## Start Text segment

Decision Function and Output Lengths#

Much of the remaining complexity lies in the ValidOutBuffer() decision function mentioned above.

Output lengths are not always trivially knowable from input lengths in some cases:

Padding introduced in some plans such as L1D_TRTRT, 2D_RTRT, or REAL_2D_EVEN. This is partially alleviated by setting a “outputHasPadding” flag before the buffer assignment process.
R2C/C2R handling of Hermitian redundancy. Without explicit output length information, it’s not possible to make a decision on buffers. In order to handle this, we calculate the real buffer length of the root plan itself, depending on if it’s R2C or C2R, IP or OP, which gives us the explicit length of in/out buffer size.

Since the exhaustive search is a depth-first-search, so when we go back to the upper nodes and proceed to another branch, the node-vs-buffer-test in the deeper nodes could be repeated, so we can put the test results in a cache to make a slight optimization.

Fusions#

Kernel-fusion is essential for improving performance. Unfortunately fusion depends heavily on buffer assignment. Two (or more) kernels can be fused into one kernel only when the resulting buffer assignment remains valid.

To maximise kernel fusion, we also implement a FuseShim framework. A FuseShim class is a container/shell indicating that there is a potentially-fusable kernel-fusion. Each FuseShim defines its own requirements to fulfill the fusion, including the expected buffer assignment.

During the buffer assignment process, we can use the test function to get the final number of the achievable kernel fusions. This number plays the most important role when making the final decision: we always pick the one which can fuse the most kernels.

Future Work#

Strides#

Currently, rocFFT does not guarantee that strides on user buffers are respected if temporary data is written to those buffers.

## End Text segment
## Start Entries supplied

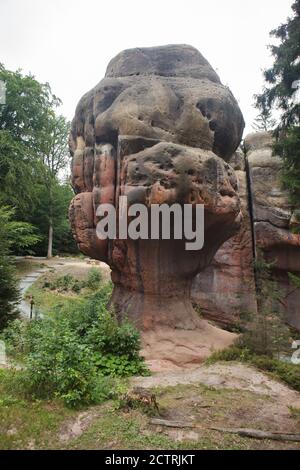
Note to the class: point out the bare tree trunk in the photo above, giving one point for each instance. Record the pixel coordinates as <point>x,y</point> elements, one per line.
<point>50,239</point>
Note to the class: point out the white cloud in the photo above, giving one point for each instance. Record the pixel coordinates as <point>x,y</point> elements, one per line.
<point>69,42</point>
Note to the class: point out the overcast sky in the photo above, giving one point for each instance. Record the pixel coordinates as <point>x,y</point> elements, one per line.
<point>70,42</point>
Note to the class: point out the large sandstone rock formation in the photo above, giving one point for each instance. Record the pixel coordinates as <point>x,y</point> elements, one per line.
<point>273,220</point>
<point>158,128</point>
<point>226,288</point>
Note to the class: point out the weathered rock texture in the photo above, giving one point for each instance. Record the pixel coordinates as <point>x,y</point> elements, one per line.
<point>272,220</point>
<point>226,288</point>
<point>158,128</point>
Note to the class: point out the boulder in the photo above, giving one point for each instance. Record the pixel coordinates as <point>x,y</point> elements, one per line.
<point>273,220</point>
<point>226,288</point>
<point>159,129</point>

## End Entries supplied

Jobs |
[a] Using the buffer assignment text, decide whether each statement agrees with it: (i) Repeated node-vs-buffer test results can be cached for a slight optimization. (ii) Kernels can be fused no matter what buffer assignment results. (iii) rocFFT currently guarantees that strides on user buffers are respected when temporary data is written to them. Answer yes or no for each, quoting the deciding words.
[b] Return the portion of the buffer assignment text from "Output lengths are" to "a slight optimization.", copied word for word.

Results in order |
[a]
(i) Yes: "so we can put the test results in a cache to make a slight optimization."
(ii) No: "Two (or more) kernels can be fused into one kernel only when the resulting buffer assignment remains valid."
(iii) No: "Currently, rocFFT does not guarantee that strides on user buffers are respected if temporary data is written to those buffers."

[b]
Output lengths are not always trivially knowable from input lengths in some cases:

Padding introduced in some plans such as L1D_TRTRT, 2D_RTRT, or REAL_2D_EVEN. This is partially alleviated by setting a “outputHasPadding” flag before the buffer assignment process.
R2C/C2R handling of Hermitian redundancy. Without explicit output length information, it’s not possible to make a decision on buffers. In order to handle this, we calculate the real buffer length of the root plan itself, depending on if it’s R2C or C2R, IP or OP, which gives us the explicit length of in/out buffer size.

Since the exhaustive search is a depth-first-search, so when we go back to the upper nodes and proceed to another branch, the node-vs-buffer-test in the deeper nodes could be repeated, so we can put the test results in a cache to make a slight optimization.